* _DO THIS_: Can you echo every row below, word for word and unchanged?

* _RECORDS SUPPLIED_:
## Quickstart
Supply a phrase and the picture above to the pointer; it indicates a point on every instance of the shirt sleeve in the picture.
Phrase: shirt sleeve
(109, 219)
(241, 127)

* _COMPLETED TASK_:
## Quickstart
Supply a phrase and the picture above to the pointer; it indicates a point on every instance of the shirt sleeve in the picture.
Phrase: shirt sleeve
(109, 219)
(241, 127)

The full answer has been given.